> [Alıştırma Yönergesi]: Aşağıdaki kayıtların tamamında "pixel coordinates" ifadesini "image coordinates" ile değiştirip satırları başka hiçbir yerine dokunmadan yeniden yazar mısın?

> [Veri Kümesi]:

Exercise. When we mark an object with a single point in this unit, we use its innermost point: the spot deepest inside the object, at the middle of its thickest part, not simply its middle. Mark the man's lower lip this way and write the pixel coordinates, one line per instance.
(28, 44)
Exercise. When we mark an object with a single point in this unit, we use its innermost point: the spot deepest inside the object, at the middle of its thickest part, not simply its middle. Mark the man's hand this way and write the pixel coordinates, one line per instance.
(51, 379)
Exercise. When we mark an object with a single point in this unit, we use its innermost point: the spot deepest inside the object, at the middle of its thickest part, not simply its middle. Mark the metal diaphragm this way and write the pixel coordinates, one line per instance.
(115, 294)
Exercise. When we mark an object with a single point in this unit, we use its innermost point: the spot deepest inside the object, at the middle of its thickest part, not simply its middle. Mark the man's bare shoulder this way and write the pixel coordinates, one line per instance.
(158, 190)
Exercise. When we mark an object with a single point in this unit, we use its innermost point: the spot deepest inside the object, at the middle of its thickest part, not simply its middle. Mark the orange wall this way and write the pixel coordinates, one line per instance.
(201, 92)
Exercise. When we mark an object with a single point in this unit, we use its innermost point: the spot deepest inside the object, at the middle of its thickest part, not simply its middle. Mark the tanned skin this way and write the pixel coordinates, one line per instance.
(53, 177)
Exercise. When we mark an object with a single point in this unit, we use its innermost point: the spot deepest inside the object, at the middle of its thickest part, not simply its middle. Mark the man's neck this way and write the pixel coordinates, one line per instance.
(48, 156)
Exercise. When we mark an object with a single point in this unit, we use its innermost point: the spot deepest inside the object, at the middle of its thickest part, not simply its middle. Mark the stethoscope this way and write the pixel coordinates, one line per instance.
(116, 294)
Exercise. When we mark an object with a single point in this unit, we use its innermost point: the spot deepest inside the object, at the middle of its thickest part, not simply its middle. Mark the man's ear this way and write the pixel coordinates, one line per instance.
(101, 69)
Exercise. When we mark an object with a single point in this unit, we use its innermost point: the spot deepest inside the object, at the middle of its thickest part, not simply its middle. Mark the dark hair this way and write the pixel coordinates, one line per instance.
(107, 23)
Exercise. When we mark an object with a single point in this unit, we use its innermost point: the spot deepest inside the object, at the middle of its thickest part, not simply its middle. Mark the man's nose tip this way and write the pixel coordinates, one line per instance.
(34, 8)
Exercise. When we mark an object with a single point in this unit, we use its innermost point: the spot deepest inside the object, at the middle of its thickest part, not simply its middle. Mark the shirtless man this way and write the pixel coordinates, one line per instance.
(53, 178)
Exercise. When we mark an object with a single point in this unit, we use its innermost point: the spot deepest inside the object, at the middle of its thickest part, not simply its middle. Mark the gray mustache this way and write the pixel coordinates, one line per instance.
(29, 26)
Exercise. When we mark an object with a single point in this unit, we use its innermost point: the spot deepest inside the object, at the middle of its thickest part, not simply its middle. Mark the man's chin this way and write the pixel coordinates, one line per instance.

> [Problemin Çözümü]:
Exercise. When we mark an object with a single point in this unit, we use its innermost point: the spot deepest inside the object, at the middle of its thickest part, not simply its middle. Mark the man's lower lip this way and write the image coordinates, one line per instance.
(28, 44)
Exercise. When we mark an object with a single point in this unit, we use its innermost point: the spot deepest inside the object, at the middle of its thickest part, not simply its middle. Mark the man's hand this way and write the image coordinates, one line per instance.
(51, 379)
Exercise. When we mark an object with a single point in this unit, we use its innermost point: the spot deepest inside the object, at the middle of its thickest part, not simply its middle. Mark the metal diaphragm this way and write the image coordinates, one line per instance.
(115, 294)
Exercise. When we mark an object with a single point in this unit, we use its innermost point: the spot deepest inside the object, at the middle of its thickest part, not simply its middle. Mark the man's bare shoulder this way and write the image coordinates, one line per instance.
(158, 190)
Exercise. When we mark an object with a single point in this unit, we use its innermost point: the spot deepest inside the object, at the middle of its thickest part, not simply its middle. Mark the orange wall this way and write the image coordinates, one line per instance.
(201, 92)
Exercise. When we mark an object with a single point in this unit, we use its innermost point: the spot deepest inside the object, at the middle of its thickest part, not simply its middle. Mark the tanned skin this way and write the image coordinates, one line per instance.
(53, 177)
Exercise. When we mark an object with a single point in this unit, we use its innermost point: the spot deepest inside the object, at the middle of its thickest part, not simply its middle. Mark the man's neck this way and write the image coordinates, one line per instance.
(48, 156)
Exercise. When we mark an object with a single point in this unit, we use its innermost point: the spot deepest inside the object, at the middle of its thickest part, not simply its middle. Mark the stethoscope this way and write the image coordinates, one line per instance.
(116, 294)
Exercise. When we mark an object with a single point in this unit, we use its innermost point: the spot deepest inside the object, at the middle of its thickest part, not simply its middle. Mark the man's ear this way and write the image coordinates, one line per instance.
(101, 69)
Exercise. When we mark an object with a single point in this unit, we use its innermost point: the spot deepest inside the object, at the middle of its thickest part, not simply its middle. Mark the dark hair this way and write the image coordinates, one line per instance.
(107, 23)
Exercise. When we mark an object with a single point in this unit, we use its innermost point: the spot deepest inside the object, at the middle of its thickest part, not simply its middle. Mark the man's nose tip this way and write the image coordinates, one line per instance.
(34, 8)
Exercise. When we mark an object with a single point in this unit, we use its innermost point: the spot deepest inside the object, at the middle of its thickest part, not simply its middle. Mark the shirtless man this way and write the image coordinates, one line per instance.
(53, 178)
Exercise. When we mark an object with a single point in this unit, we use its innermost point: the spot deepest inside the object, at the middle of its thickest part, not simply its middle. Mark the gray mustache this way and write the image coordinates, one line per instance.
(29, 26)
Exercise. When we mark an object with a single point in this unit, we use its innermost point: the spot deepest inside the object, at the middle of its thickest part, not simply its middle. Mark the man's chin this way and write the image coordinates, one line per instance.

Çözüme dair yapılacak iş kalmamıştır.